──────── EXTRACTED DATA ────────

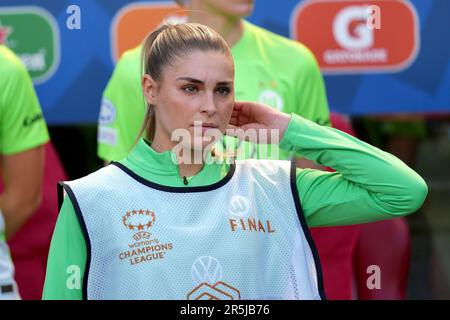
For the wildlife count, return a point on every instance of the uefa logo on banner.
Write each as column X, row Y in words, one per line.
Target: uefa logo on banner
column 351, row 36
column 135, row 21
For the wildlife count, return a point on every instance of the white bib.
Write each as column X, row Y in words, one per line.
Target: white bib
column 243, row 237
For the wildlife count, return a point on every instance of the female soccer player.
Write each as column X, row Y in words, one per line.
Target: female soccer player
column 156, row 226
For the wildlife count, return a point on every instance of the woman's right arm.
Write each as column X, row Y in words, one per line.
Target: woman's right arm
column 67, row 257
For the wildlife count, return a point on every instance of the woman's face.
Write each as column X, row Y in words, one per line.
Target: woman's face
column 198, row 87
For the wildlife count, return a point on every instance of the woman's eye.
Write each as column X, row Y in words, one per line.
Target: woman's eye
column 223, row 91
column 190, row 89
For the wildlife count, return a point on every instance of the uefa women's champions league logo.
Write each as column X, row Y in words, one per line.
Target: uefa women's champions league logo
column 140, row 221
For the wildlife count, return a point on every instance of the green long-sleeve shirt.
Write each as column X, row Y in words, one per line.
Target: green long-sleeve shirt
column 368, row 185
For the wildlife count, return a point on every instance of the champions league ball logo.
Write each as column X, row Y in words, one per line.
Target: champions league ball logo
column 140, row 221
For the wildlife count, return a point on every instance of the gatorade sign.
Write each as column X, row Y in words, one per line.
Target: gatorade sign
column 351, row 36
column 33, row 34
column 135, row 21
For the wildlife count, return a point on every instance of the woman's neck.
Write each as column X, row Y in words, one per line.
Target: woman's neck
column 230, row 28
column 189, row 163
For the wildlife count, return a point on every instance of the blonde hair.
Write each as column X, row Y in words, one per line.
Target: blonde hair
column 168, row 43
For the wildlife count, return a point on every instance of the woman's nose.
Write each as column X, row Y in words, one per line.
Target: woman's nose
column 208, row 106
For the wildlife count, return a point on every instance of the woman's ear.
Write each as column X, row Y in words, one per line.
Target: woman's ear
column 149, row 87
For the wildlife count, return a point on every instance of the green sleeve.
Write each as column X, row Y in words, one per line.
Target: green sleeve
column 310, row 90
column 22, row 126
column 123, row 109
column 67, row 258
column 368, row 185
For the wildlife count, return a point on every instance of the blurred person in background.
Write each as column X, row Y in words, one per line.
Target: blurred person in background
column 23, row 133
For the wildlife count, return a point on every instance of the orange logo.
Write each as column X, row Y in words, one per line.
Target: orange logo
column 145, row 248
column 4, row 33
column 344, row 38
column 207, row 272
column 135, row 21
column 139, row 220
column 218, row 291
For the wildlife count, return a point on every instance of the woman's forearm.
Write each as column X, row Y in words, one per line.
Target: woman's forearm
column 369, row 184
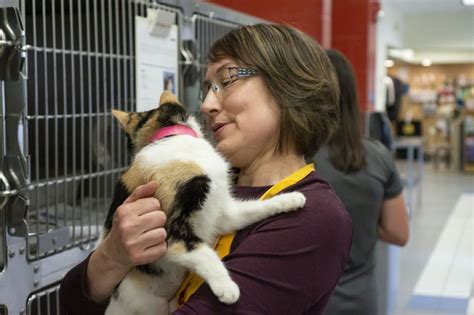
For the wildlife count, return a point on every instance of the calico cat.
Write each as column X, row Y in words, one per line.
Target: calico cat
column 194, row 192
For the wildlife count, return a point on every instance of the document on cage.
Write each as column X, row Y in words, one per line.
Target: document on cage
column 156, row 63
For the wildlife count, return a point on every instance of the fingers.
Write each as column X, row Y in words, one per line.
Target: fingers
column 153, row 238
column 152, row 220
column 154, row 253
column 143, row 191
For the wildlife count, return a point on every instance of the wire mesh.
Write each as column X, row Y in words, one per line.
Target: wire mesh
column 207, row 31
column 80, row 66
column 45, row 302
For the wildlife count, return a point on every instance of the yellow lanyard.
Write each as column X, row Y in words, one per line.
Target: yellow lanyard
column 193, row 281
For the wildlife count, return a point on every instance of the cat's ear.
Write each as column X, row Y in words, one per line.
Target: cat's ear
column 122, row 117
column 168, row 97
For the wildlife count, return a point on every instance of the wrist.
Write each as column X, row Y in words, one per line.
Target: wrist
column 109, row 262
column 103, row 275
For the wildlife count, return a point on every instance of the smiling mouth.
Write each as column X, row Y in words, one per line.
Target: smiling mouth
column 217, row 127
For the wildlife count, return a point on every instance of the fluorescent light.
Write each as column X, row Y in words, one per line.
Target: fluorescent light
column 426, row 62
column 389, row 63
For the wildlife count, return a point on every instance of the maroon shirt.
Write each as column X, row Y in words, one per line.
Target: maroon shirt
column 286, row 264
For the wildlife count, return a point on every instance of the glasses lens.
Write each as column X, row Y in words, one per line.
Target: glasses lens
column 204, row 90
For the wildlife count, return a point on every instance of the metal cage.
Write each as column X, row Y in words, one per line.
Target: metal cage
column 69, row 63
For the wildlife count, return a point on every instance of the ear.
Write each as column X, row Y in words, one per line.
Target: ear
column 168, row 97
column 122, row 117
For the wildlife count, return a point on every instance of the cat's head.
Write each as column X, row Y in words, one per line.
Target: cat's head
column 142, row 127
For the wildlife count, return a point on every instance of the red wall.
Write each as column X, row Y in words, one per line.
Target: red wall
column 347, row 25
column 307, row 15
column 353, row 33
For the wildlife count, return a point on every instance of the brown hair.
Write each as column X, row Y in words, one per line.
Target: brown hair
column 298, row 74
column 346, row 150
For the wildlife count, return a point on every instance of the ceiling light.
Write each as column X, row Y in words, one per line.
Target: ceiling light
column 426, row 62
column 389, row 63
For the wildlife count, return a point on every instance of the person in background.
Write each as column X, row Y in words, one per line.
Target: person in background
column 270, row 100
column 364, row 176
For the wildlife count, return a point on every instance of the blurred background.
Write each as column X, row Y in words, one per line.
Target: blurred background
column 65, row 63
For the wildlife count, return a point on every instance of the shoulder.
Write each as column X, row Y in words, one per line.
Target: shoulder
column 322, row 221
column 323, row 211
column 376, row 151
column 374, row 146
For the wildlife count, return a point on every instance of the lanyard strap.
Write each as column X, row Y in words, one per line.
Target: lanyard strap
column 193, row 281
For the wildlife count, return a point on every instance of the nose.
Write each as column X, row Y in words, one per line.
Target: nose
column 211, row 105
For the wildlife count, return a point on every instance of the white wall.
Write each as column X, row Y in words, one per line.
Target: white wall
column 440, row 30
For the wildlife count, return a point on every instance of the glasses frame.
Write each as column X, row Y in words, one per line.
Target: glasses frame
column 235, row 74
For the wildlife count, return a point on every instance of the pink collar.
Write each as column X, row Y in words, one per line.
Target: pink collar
column 171, row 131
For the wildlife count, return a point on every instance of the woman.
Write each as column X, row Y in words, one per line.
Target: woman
column 270, row 100
column 364, row 176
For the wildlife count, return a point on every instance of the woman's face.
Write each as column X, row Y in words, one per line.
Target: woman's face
column 243, row 117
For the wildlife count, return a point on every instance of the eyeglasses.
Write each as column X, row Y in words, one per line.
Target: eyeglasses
column 223, row 80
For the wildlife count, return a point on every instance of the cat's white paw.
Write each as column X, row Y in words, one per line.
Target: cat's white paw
column 226, row 291
column 291, row 201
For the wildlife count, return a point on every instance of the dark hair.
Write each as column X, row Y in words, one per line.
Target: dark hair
column 346, row 149
column 297, row 73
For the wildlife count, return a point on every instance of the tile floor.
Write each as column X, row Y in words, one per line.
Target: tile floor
column 437, row 266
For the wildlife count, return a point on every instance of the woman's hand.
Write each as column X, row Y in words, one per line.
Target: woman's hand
column 137, row 237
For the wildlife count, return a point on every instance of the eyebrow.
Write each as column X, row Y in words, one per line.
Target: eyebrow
column 227, row 64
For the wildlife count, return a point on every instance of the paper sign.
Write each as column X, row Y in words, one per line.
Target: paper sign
column 156, row 63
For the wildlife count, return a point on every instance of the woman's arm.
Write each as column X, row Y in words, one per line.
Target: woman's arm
column 137, row 237
column 393, row 221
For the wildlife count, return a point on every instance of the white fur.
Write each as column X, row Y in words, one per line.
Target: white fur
column 220, row 214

────────

> _WORK REQUIRED_
Rewrite all of the material above as a Markdown table with two columns, Number and Line. Give each non-blank line its own row with a running number, and leave the pictures out.

> _ANSWER FOR THIS EXERCISE_
| Number | Line |
|---|---|
| 1 | For the wildlife count, return a point on every instance of the uefa logo on banner. |
| 2 | Write each as column X, row Y in words, one per line. |
| 3 | Target: uefa logo on banner |
| 4 | column 351, row 36 |
| 5 | column 135, row 21 |
| 6 | For the wildlife count, return a point on every instance of the white bib. |
| 7 | Write each as column X, row Y in words, one per line. |
| 8 | Target: white bib |
| 9 | column 243, row 237 |
| 10 | For the wildlife count, return a point on every instance of the female soccer player. |
| 11 | Write each as column X, row Y in words, one per line. |
| 12 | Target: female soccer player |
| 13 | column 156, row 226 |
| 14 | For the wildlife count, return a point on every instance of the woman's right arm. |
| 15 | Write each as column X, row Y in words, one per line. |
| 16 | Target: woman's right arm |
| 17 | column 67, row 257 |
| 18 | For the wildlife count, return a point on every instance of the woman's face. |
| 19 | Write each as column X, row Y in words, one per line. |
| 20 | Target: woman's face |
| 21 | column 198, row 87 |
| 22 | For the wildlife count, return a point on every instance of the woman's eye. |
| 23 | Write each as column X, row Y in words, one per line. |
| 24 | Target: woman's eye |
| 25 | column 223, row 91 |
| 26 | column 190, row 89 |
| 27 | For the wildlife count, return a point on every instance of the uefa women's champions league logo. |
| 28 | Write each as column X, row Y in words, one per line. |
| 29 | Target: uefa women's champions league logo |
| 30 | column 140, row 221 |
| 31 | For the wildlife count, return a point on every instance of the green long-sleeve shirt. |
| 32 | Write each as column X, row Y in words, one per line. |
| 33 | Target: green long-sleeve shirt |
| 34 | column 368, row 185 |
| 35 | For the wildlife count, return a point on every instance of the champions league ball logo. |
| 36 | Write each as column X, row Y in words, one per line. |
| 37 | Target: champions league ball logo |
| 38 | column 140, row 221 |
| 39 | For the wildlife count, return a point on every instance of the gatorade sign. |
| 40 | Write each as column X, row Y in words, one per line. |
| 41 | Target: gatorade sign |
| 42 | column 351, row 36 |
| 43 | column 33, row 34 |
| 44 | column 135, row 21 |
| 45 | For the wildlife count, return a point on every instance of the woman's neck. |
| 46 | Write each as column X, row Y in words, one per line. |
| 47 | Target: woman's neck |
| 48 | column 230, row 28 |
| 49 | column 189, row 163 |
| 50 | For the wildlife count, return a point on every instance of the blonde hair. |
| 51 | Write each as column X, row Y in words, one per line. |
| 52 | Target: blonde hair |
| 53 | column 168, row 43 |
| 54 | For the wildlife count, return a point on every instance of the woman's nose. |
| 55 | Write each as column X, row Y in words, one per line. |
| 56 | Target: woman's nose |
| 57 | column 208, row 106 |
| 58 | For the wildlife count, return a point on every instance of the woman's ear. |
| 59 | Write each as column X, row Y in words, one per line. |
| 60 | Target: woman's ear |
| 61 | column 149, row 87 |
| 62 | For the wildlife count, return a point on every instance of the green sleeve. |
| 63 | Write each as column X, row Y in words, one per line. |
| 64 | Target: green sleeve |
| 65 | column 310, row 90 |
| 66 | column 22, row 126 |
| 67 | column 123, row 109 |
| 68 | column 67, row 258 |
| 69 | column 368, row 185 |
| 70 | For the wildlife count, return a point on every instance of the blurred person in background. |
| 71 | Write each as column X, row Y in words, one per line. |
| 72 | Target: blurred person in background |
| 73 | column 23, row 133 |
| 74 | For the wildlife count, return a point on every instance of the orange logo. |
| 75 | Write each as column X, row Y in words, one per line. |
| 76 | Target: orange logo |
| 77 | column 145, row 248 |
| 78 | column 4, row 33 |
| 79 | column 344, row 38 |
| 80 | column 207, row 272 |
| 81 | column 135, row 21 |
| 82 | column 139, row 220 |
| 83 | column 218, row 291 |
| 84 | For the wildlife count, return a point on every instance of the woman's forearm. |
| 85 | Write each as column X, row Y in words, one per line. |
| 86 | Target: woman's forearm |
| 87 | column 369, row 184 |
| 88 | For the wildlife count, return a point on every instance of the calico cat. |
| 89 | Write each as column X, row Y in words, one per line. |
| 90 | Target: calico cat |
| 91 | column 194, row 192 |
| 92 | For the wildlife count, return a point on every instance of the document on cage. |
| 93 | Write each as column X, row Y in words, one per line. |
| 94 | Target: document on cage |
| 95 | column 156, row 63 |
| 96 | For the wildlife count, return a point on every instance of the fingers. |
| 97 | Write each as column X, row Y in words, one per line. |
| 98 | Target: fingers |
| 99 | column 153, row 238 |
| 100 | column 152, row 220 |
| 101 | column 154, row 253 |
| 102 | column 143, row 191 |
| 103 | For the wildlife count, return a point on every instance of the wire mesh. |
| 104 | Write each as column X, row Y in words, one per line. |
| 105 | Target: wire mesh |
| 106 | column 207, row 31 |
| 107 | column 80, row 66 |
| 108 | column 45, row 302 |
| 109 | For the wildlife count, return a point on every instance of the yellow lanyard. |
| 110 | Write each as column X, row Y in words, one per line. |
| 111 | Target: yellow lanyard |
| 112 | column 193, row 281 |
| 113 | For the wildlife count, return a point on every instance of the cat's ear. |
| 114 | Write each as column X, row Y in words, one per line. |
| 115 | Target: cat's ear |
| 116 | column 122, row 117 |
| 117 | column 168, row 97 |
| 118 | For the wildlife count, return a point on every instance of the wrist. |
| 119 | Write each as column X, row Y in words, one per line. |
| 120 | Target: wrist |
| 121 | column 109, row 262 |
| 122 | column 103, row 275 |
| 123 | For the wildlife count, return a point on every instance of the smiling mouth. |
| 124 | Write each as column X, row Y in words, one per line. |
| 125 | Target: smiling mouth |
| 126 | column 217, row 127 |
| 127 | For the wildlife count, return a point on every instance of the fluorescent light. |
| 128 | Write each as column X, row Y in words, one per line. |
| 129 | Target: fluorescent light |
| 130 | column 426, row 62 |
| 131 | column 389, row 63 |
| 132 | For the wildlife count, return a point on every instance of the maroon shirt. |
| 133 | Write each as column X, row Y in words, one per line. |
| 134 | Target: maroon shirt |
| 135 | column 286, row 264 |
| 136 | For the wildlife count, return a point on every instance of the glasses lens. |
| 137 | Write each as column X, row Y in words, one per line. |
| 138 | Target: glasses lens |
| 139 | column 204, row 90 |
| 140 | For the wildlife count, return a point on every instance of the metal cage. |
| 141 | Write each as column X, row Y in words, one per line. |
| 142 | Target: metal cage |
| 143 | column 69, row 63 |
| 144 | For the wildlife count, return a point on every instance of the ear. |
| 145 | Write each as column X, row Y in words, one per line. |
| 146 | Target: ear |
| 147 | column 168, row 97 |
| 148 | column 122, row 117 |
| 149 | For the wildlife count, return a point on every instance of the cat's head. |
| 150 | Write each as column X, row Y in words, one per line. |
| 151 | Target: cat's head |
| 152 | column 142, row 127 |
| 153 | For the wildlife count, return a point on every instance of the red wall. |
| 154 | Write each as column X, row Y in words, one per line. |
| 155 | Target: red wall |
| 156 | column 347, row 25 |
| 157 | column 307, row 15 |
| 158 | column 353, row 33 |
| 159 | For the wildlife count, return a point on every instance of the brown hair. |
| 160 | Write each as column X, row Y in words, one per line. |
| 161 | Target: brown hair |
| 162 | column 298, row 74 |
| 163 | column 346, row 150 |
| 164 | For the wildlife count, return a point on every instance of the ceiling light. |
| 165 | Write each as column X, row Y in words, one per line. |
| 166 | Target: ceiling light |
| 167 | column 426, row 62 |
| 168 | column 389, row 63 |
| 169 | For the wildlife count, return a point on every instance of the person in background. |
| 170 | Write each as column X, row Y in words, one per line. |
| 171 | Target: person in background |
| 172 | column 270, row 100 |
| 173 | column 364, row 176 |
| 174 | For the wildlife count, return a point on every instance of the blurred background. |
| 175 | Write each as column X, row Y in words, one per line. |
| 176 | Target: blurred background |
| 177 | column 65, row 63 |
| 178 | For the wildlife count, return a point on every instance of the shoulder. |
| 179 | Write each as column X, row Y in words, one per line. |
| 180 | Target: shoulder |
| 181 | column 322, row 221 |
| 182 | column 323, row 211 |
| 183 | column 376, row 151 |
| 184 | column 374, row 146 |
| 185 | For the wildlife count, return a point on every instance of the lanyard strap. |
| 186 | Write each as column X, row Y in words, one per line. |
| 187 | Target: lanyard strap |
| 188 | column 193, row 281 |
| 189 | For the wildlife count, return a point on every instance of the nose. |
| 190 | Write each as column X, row Y in words, one per line. |
| 191 | Target: nose |
| 192 | column 211, row 105 |
| 193 | For the wildlife count, return a point on every instance of the white wall. |
| 194 | Write each as column X, row Y in words, one per line. |
| 195 | Target: white wall |
| 196 | column 440, row 30 |
| 197 | For the wildlife count, return a point on every instance of the glasses frame. |
| 198 | Write each as column X, row Y in words, one per line. |
| 199 | Target: glasses frame |
| 200 | column 235, row 74 |
| 201 | For the wildlife count, return a point on every instance of the pink collar. |
| 202 | Write each as column X, row Y in words, one per line. |
| 203 | Target: pink collar |
| 204 | column 171, row 131 |
| 205 | For the wildlife count, return a point on every instance of the woman. |
| 206 | Write each as column X, row Y in words, one per line. |
| 207 | Target: woman |
| 208 | column 270, row 100 |
| 209 | column 364, row 176 |
| 210 | For the wildlife count, return a point on every instance of the woman's face. |
| 211 | Write each as column X, row Y in words, one per line. |
| 212 | Target: woman's face |
| 213 | column 243, row 117 |
| 214 | For the wildlife count, return a point on every instance of the eyeglasses. |
| 215 | Write each as column X, row Y in words, one per line. |
| 216 | Target: eyeglasses |
| 217 | column 223, row 80 |
| 218 | For the wildlife count, return a point on every instance of the cat's white paw. |
| 219 | Write each as column X, row Y in words, one per line. |
| 220 | Target: cat's white paw |
| 221 | column 226, row 291 |
| 222 | column 291, row 201 |
| 223 | For the wildlife count, return a point on every instance of the dark hair. |
| 224 | Write each as column X, row Y in words, one per line. |
| 225 | Target: dark hair |
| 226 | column 346, row 149 |
| 227 | column 297, row 73 |
| 228 | For the wildlife count, return a point on every instance of the tile floor. |
| 229 | Write each as column X, row Y in words, one per line. |
| 230 | Target: tile floor |
| 231 | column 437, row 266 |
| 232 | For the wildlife count, return a point on every instance of the woman's hand. |
| 233 | Write each as column X, row Y in words, one per line. |
| 234 | Target: woman's hand |
| 235 | column 137, row 237 |
| 236 | For the wildlife count, return a point on every instance of the eyebrow. |
| 237 | Write each as column X, row Y in words, one per line. |
| 238 | Target: eyebrow |
| 239 | column 227, row 64 |
| 240 | For the wildlife count, return a point on every instance of the paper sign. |
| 241 | Write each as column X, row Y in words, one per line. |
| 242 | Target: paper sign |
| 243 | column 156, row 63 |
| 244 | For the wildlife count, return a point on every instance of the woman's arm. |
| 245 | Write each as column X, row Y in words, one per line. |
| 246 | Target: woman's arm |
| 247 | column 137, row 237 |
| 248 | column 393, row 221 |
| 249 | For the wildlife count, return a point on every instance of the white fur. |
| 250 | Write each as column X, row Y in words, one per line. |
| 251 | Target: white fur |
| 252 | column 220, row 214 |